**Work instruction**
Check every line below for the word "flag" and copy the ones that have it.

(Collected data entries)
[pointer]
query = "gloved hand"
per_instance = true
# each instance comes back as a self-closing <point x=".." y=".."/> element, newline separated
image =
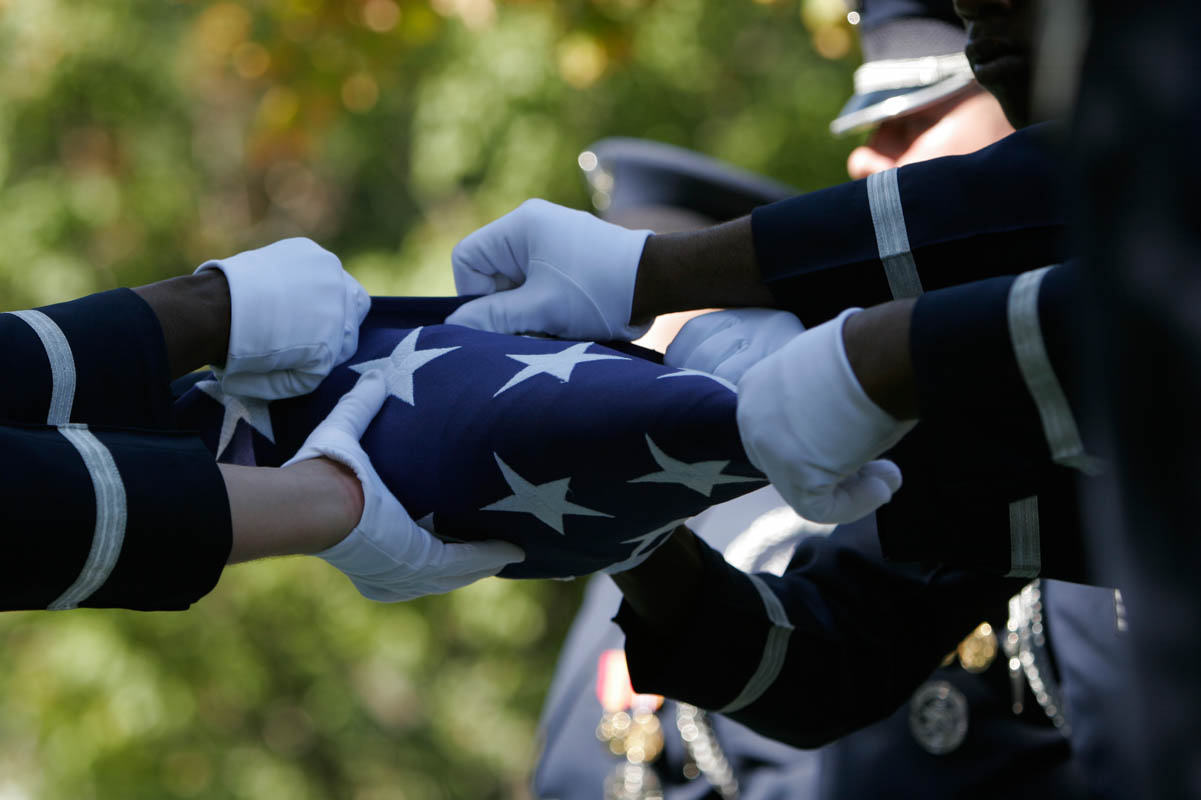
<point x="729" y="342"/>
<point x="807" y="423"/>
<point x="294" y="314"/>
<point x="387" y="555"/>
<point x="549" y="269"/>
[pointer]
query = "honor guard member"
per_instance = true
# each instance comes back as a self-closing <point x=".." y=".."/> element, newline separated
<point x="106" y="505"/>
<point x="981" y="693"/>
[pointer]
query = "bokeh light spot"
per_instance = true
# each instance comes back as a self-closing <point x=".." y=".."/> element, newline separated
<point x="581" y="60"/>
<point x="381" y="16"/>
<point x="251" y="60"/>
<point x="360" y="93"/>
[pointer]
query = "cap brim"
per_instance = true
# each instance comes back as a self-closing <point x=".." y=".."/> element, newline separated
<point x="872" y="108"/>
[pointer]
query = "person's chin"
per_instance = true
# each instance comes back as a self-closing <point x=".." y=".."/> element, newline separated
<point x="1008" y="78"/>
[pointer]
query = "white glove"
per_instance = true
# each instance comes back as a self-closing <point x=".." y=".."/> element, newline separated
<point x="294" y="315"/>
<point x="387" y="555"/>
<point x="549" y="269"/>
<point x="729" y="342"/>
<point x="810" y="427"/>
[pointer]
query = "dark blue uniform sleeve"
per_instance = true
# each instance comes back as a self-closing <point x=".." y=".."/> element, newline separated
<point x="109" y="518"/>
<point x="100" y="359"/>
<point x="838" y="642"/>
<point x="998" y="442"/>
<point x="103" y="506"/>
<point x="914" y="228"/>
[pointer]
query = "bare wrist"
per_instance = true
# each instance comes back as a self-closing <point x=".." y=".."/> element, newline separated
<point x="877" y="342"/>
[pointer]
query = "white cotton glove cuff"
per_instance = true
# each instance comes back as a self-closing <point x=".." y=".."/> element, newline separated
<point x="388" y="556"/>
<point x="294" y="314"/>
<point x="729" y="342"/>
<point x="549" y="269"/>
<point x="808" y="425"/>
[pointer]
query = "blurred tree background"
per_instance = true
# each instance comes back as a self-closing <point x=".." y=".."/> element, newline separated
<point x="141" y="137"/>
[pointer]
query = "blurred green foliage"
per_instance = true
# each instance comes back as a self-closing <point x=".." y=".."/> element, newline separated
<point x="141" y="137"/>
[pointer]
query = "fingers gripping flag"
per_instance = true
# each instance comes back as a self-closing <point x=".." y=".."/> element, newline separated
<point x="584" y="455"/>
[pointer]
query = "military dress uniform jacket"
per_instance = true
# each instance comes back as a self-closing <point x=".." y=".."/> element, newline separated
<point x="105" y="505"/>
<point x="843" y="637"/>
<point x="915" y="228"/>
<point x="931" y="227"/>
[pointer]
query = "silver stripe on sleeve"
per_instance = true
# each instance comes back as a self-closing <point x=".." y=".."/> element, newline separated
<point x="111" y="517"/>
<point x="775" y="650"/>
<point x="891" y="237"/>
<point x="1029" y="350"/>
<point x="63" y="374"/>
<point x="1025" y="545"/>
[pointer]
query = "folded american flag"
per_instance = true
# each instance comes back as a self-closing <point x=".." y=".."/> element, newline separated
<point x="586" y="455"/>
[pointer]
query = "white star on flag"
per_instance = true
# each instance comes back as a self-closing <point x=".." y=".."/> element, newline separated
<point x="559" y="364"/>
<point x="547" y="501"/>
<point x="643" y="550"/>
<point x="701" y="476"/>
<point x="685" y="372"/>
<point x="399" y="366"/>
<point x="252" y="410"/>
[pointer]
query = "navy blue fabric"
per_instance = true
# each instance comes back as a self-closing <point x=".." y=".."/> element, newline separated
<point x="1092" y="656"/>
<point x="177" y="536"/>
<point x="119" y="357"/>
<point x="1003" y="753"/>
<point x="866" y="633"/>
<point x="442" y="455"/>
<point x="996" y="212"/>
<point x="573" y="763"/>
<point x="874" y="13"/>
<point x="980" y="443"/>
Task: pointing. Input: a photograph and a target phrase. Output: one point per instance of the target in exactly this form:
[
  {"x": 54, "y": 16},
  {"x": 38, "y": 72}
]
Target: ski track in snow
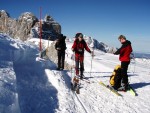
[{"x": 32, "y": 84}]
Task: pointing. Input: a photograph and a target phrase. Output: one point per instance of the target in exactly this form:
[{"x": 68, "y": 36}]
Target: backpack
[{"x": 115, "y": 78}]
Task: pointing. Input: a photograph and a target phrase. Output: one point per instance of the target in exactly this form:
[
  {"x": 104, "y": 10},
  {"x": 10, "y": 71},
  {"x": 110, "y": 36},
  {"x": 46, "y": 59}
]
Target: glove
[{"x": 72, "y": 49}]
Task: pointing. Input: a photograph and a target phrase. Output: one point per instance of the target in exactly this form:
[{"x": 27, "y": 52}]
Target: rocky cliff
[{"x": 27, "y": 25}]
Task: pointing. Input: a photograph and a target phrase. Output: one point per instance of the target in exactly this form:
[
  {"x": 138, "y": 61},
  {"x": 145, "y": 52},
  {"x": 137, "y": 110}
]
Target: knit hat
[{"x": 79, "y": 35}]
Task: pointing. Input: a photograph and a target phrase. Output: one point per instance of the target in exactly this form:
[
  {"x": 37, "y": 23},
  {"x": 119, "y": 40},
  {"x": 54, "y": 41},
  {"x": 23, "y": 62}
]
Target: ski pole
[{"x": 91, "y": 62}]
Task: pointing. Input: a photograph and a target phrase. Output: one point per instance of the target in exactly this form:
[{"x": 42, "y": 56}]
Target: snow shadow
[
  {"x": 139, "y": 85},
  {"x": 35, "y": 93}
]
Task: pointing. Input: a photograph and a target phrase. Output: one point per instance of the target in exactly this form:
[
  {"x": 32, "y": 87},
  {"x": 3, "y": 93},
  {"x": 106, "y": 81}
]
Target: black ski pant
[
  {"x": 61, "y": 59},
  {"x": 124, "y": 68}
]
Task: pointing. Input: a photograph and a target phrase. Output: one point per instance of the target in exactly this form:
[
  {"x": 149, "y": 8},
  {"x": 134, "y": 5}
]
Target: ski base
[
  {"x": 75, "y": 88},
  {"x": 132, "y": 91},
  {"x": 110, "y": 88}
]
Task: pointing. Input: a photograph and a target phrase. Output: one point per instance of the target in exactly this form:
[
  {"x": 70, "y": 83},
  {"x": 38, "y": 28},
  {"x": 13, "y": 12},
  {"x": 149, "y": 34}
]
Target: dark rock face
[{"x": 27, "y": 26}]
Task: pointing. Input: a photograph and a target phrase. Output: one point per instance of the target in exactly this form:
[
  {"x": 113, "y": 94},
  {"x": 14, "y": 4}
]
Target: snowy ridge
[{"x": 29, "y": 84}]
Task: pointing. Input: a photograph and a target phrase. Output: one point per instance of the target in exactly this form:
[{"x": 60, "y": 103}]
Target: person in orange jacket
[
  {"x": 78, "y": 47},
  {"x": 124, "y": 56}
]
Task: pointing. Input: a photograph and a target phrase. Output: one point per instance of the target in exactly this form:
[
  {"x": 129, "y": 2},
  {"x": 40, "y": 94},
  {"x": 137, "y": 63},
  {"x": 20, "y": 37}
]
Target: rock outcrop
[{"x": 27, "y": 25}]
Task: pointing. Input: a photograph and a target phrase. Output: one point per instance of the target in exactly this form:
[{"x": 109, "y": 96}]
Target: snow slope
[{"x": 29, "y": 84}]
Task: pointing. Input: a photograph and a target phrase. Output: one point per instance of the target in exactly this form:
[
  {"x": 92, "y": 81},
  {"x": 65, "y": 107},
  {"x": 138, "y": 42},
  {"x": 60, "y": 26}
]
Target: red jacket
[
  {"x": 79, "y": 47},
  {"x": 124, "y": 51}
]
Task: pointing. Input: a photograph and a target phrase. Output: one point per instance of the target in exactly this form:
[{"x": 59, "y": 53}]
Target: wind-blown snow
[{"x": 29, "y": 84}]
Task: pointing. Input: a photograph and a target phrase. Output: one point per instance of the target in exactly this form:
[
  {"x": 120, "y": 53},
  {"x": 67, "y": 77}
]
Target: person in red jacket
[
  {"x": 124, "y": 57},
  {"x": 78, "y": 47}
]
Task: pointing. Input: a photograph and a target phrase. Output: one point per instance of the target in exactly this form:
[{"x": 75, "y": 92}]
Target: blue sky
[{"x": 103, "y": 20}]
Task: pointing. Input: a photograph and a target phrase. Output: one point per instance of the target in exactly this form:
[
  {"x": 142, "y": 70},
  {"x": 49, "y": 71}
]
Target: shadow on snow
[{"x": 35, "y": 93}]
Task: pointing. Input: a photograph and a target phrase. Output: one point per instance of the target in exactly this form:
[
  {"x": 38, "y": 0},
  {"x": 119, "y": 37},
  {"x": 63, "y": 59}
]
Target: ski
[
  {"x": 75, "y": 88},
  {"x": 110, "y": 88},
  {"x": 132, "y": 91}
]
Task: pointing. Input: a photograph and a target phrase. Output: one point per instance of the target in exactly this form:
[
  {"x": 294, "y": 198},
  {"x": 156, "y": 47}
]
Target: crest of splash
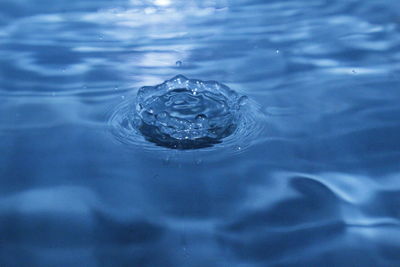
[{"x": 186, "y": 114}]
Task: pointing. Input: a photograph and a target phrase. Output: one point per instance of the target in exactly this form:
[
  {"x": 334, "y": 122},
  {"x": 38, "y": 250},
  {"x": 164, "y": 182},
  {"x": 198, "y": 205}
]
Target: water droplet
[
  {"x": 187, "y": 114},
  {"x": 243, "y": 100},
  {"x": 201, "y": 117}
]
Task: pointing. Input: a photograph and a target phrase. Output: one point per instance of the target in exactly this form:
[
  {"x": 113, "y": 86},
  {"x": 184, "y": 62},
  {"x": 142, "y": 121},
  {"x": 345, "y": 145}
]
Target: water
[
  {"x": 184, "y": 113},
  {"x": 308, "y": 175}
]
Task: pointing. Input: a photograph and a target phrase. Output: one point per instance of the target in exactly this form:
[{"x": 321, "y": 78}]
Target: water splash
[{"x": 186, "y": 114}]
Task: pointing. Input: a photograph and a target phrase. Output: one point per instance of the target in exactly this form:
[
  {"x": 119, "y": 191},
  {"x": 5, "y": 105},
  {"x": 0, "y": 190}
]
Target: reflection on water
[{"x": 317, "y": 185}]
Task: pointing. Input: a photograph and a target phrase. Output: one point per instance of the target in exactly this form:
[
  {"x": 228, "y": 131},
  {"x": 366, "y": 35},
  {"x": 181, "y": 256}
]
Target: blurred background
[{"x": 320, "y": 186}]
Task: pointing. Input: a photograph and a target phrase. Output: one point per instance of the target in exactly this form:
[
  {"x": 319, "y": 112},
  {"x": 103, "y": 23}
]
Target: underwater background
[{"x": 313, "y": 180}]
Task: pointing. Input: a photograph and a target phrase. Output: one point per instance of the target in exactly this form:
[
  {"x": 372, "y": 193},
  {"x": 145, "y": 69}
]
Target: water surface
[{"x": 318, "y": 185}]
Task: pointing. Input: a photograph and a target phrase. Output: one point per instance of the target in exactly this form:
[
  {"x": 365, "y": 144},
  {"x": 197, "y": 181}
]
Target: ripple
[{"x": 187, "y": 114}]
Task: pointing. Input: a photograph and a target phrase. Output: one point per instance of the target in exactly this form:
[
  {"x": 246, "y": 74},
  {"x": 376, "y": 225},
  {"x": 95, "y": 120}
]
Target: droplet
[
  {"x": 201, "y": 117},
  {"x": 187, "y": 114},
  {"x": 243, "y": 100}
]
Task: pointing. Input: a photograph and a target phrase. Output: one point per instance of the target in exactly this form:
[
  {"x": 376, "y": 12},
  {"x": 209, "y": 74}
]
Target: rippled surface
[
  {"x": 316, "y": 182},
  {"x": 183, "y": 113}
]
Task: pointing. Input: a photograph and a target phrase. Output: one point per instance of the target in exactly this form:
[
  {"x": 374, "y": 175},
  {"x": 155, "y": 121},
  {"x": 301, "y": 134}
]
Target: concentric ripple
[{"x": 185, "y": 114}]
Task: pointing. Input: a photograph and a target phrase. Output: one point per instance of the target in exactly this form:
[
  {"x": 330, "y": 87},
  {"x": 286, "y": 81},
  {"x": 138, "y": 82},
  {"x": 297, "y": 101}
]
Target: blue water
[{"x": 308, "y": 175}]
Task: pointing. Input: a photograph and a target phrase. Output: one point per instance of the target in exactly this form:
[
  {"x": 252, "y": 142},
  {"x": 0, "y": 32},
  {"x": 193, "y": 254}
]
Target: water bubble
[
  {"x": 169, "y": 116},
  {"x": 243, "y": 100},
  {"x": 174, "y": 117}
]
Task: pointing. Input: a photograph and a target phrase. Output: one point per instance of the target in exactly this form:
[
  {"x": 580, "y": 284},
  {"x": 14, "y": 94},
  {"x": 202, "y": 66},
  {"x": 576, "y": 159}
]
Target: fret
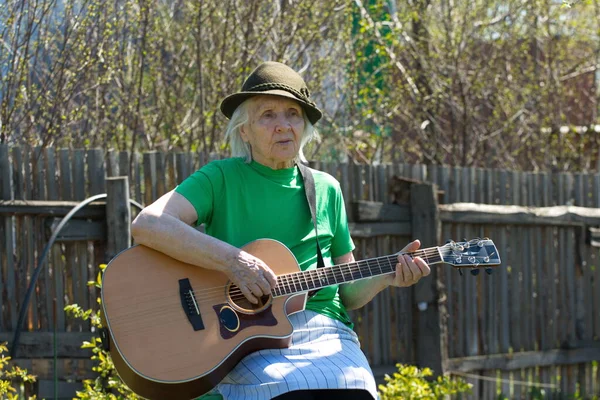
[
  {"x": 287, "y": 283},
  {"x": 379, "y": 265},
  {"x": 359, "y": 270},
  {"x": 366, "y": 272},
  {"x": 291, "y": 283},
  {"x": 323, "y": 278},
  {"x": 310, "y": 273},
  {"x": 303, "y": 282},
  {"x": 296, "y": 283},
  {"x": 346, "y": 273},
  {"x": 333, "y": 274}
]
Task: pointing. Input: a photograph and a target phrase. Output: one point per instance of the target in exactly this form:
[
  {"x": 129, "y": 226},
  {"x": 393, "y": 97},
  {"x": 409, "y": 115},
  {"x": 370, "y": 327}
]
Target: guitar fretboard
[{"x": 306, "y": 281}]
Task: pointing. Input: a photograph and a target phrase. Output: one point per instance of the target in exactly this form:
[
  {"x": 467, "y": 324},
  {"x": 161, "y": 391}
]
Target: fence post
[
  {"x": 431, "y": 339},
  {"x": 118, "y": 215}
]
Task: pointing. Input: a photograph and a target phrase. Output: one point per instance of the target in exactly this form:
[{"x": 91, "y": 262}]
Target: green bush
[
  {"x": 108, "y": 385},
  {"x": 411, "y": 382},
  {"x": 12, "y": 376}
]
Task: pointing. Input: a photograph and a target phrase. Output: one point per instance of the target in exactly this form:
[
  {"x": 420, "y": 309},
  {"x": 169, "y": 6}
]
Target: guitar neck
[{"x": 315, "y": 279}]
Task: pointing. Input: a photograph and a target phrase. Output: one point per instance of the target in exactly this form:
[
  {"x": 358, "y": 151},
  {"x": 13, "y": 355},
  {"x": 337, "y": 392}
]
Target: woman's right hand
[{"x": 252, "y": 276}]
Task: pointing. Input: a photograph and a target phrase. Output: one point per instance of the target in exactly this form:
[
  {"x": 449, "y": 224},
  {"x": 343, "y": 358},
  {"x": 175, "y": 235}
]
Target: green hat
[{"x": 277, "y": 79}]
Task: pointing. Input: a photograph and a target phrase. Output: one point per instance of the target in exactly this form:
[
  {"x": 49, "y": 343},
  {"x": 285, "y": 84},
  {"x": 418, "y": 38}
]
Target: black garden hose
[{"x": 36, "y": 273}]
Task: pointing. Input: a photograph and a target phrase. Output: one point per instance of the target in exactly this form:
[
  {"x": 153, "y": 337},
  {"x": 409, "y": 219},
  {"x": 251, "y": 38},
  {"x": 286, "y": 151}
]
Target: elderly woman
[{"x": 259, "y": 193}]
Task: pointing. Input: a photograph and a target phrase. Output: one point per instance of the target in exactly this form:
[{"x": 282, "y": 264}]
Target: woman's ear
[{"x": 243, "y": 133}]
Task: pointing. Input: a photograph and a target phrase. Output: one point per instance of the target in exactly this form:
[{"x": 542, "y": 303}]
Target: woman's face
[{"x": 274, "y": 130}]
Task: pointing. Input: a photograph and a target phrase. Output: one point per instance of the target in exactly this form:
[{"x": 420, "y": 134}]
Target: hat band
[{"x": 274, "y": 86}]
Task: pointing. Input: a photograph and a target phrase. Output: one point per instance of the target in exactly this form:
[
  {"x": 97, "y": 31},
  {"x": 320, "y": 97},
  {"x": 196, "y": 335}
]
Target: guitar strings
[
  {"x": 296, "y": 278},
  {"x": 330, "y": 271},
  {"x": 156, "y": 311},
  {"x": 299, "y": 278},
  {"x": 210, "y": 294}
]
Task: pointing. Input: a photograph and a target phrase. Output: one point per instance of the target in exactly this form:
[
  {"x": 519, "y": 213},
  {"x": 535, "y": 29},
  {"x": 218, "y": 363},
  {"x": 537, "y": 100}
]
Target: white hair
[{"x": 242, "y": 149}]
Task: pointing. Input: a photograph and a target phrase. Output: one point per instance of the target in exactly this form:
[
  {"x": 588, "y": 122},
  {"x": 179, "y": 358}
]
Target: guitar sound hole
[{"x": 239, "y": 302}]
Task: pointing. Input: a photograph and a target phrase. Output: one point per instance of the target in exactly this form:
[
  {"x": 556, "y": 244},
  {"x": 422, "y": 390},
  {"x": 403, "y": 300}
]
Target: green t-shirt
[{"x": 240, "y": 202}]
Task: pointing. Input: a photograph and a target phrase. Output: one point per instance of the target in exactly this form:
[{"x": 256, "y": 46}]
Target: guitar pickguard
[{"x": 231, "y": 322}]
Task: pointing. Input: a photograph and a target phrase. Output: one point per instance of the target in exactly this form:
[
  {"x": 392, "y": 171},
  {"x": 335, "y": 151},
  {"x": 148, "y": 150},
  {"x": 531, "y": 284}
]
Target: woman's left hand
[{"x": 409, "y": 269}]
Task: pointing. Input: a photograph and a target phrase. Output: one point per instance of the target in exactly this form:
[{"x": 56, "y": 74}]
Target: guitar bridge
[{"x": 190, "y": 305}]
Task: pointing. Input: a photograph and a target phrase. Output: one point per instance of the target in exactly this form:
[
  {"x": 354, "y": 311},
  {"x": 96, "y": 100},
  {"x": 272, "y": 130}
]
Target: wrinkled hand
[
  {"x": 252, "y": 276},
  {"x": 409, "y": 270}
]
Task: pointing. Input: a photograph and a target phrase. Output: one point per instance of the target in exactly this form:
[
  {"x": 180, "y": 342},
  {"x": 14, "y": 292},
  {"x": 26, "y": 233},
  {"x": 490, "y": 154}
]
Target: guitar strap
[{"x": 309, "y": 190}]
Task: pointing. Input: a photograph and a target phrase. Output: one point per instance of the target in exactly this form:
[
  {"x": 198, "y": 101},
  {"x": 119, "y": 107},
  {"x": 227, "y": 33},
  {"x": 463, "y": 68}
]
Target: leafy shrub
[
  {"x": 12, "y": 376},
  {"x": 108, "y": 385},
  {"x": 411, "y": 382}
]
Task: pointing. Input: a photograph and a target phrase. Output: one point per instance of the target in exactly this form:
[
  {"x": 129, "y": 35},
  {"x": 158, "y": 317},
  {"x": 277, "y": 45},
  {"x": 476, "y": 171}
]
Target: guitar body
[{"x": 173, "y": 331}]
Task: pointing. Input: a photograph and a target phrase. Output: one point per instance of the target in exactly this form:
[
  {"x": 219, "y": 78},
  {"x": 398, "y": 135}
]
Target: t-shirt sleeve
[
  {"x": 200, "y": 189},
  {"x": 342, "y": 242}
]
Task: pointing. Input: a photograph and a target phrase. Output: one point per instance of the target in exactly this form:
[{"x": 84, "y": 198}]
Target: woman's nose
[{"x": 283, "y": 125}]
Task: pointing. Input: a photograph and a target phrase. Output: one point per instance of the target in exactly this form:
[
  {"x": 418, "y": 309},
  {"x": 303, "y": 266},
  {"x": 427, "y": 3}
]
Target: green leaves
[
  {"x": 411, "y": 382},
  {"x": 12, "y": 378}
]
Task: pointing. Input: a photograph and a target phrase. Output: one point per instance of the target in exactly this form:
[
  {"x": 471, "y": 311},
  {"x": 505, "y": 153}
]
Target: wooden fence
[{"x": 535, "y": 322}]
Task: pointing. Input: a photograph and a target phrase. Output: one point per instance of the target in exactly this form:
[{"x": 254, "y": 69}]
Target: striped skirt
[{"x": 324, "y": 354}]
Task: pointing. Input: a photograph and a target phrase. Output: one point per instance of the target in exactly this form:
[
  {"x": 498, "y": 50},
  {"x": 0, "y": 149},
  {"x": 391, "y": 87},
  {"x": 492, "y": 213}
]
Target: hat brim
[{"x": 231, "y": 103}]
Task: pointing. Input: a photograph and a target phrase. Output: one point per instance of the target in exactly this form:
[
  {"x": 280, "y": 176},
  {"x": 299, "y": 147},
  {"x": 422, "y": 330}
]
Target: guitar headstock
[{"x": 474, "y": 253}]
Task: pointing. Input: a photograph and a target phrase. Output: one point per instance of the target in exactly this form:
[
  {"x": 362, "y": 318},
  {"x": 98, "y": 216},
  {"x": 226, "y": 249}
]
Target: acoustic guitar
[{"x": 175, "y": 329}]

**Output for this task**
query = "fingers gripping flag"
query = "folded american flag"
query = "white star on flag"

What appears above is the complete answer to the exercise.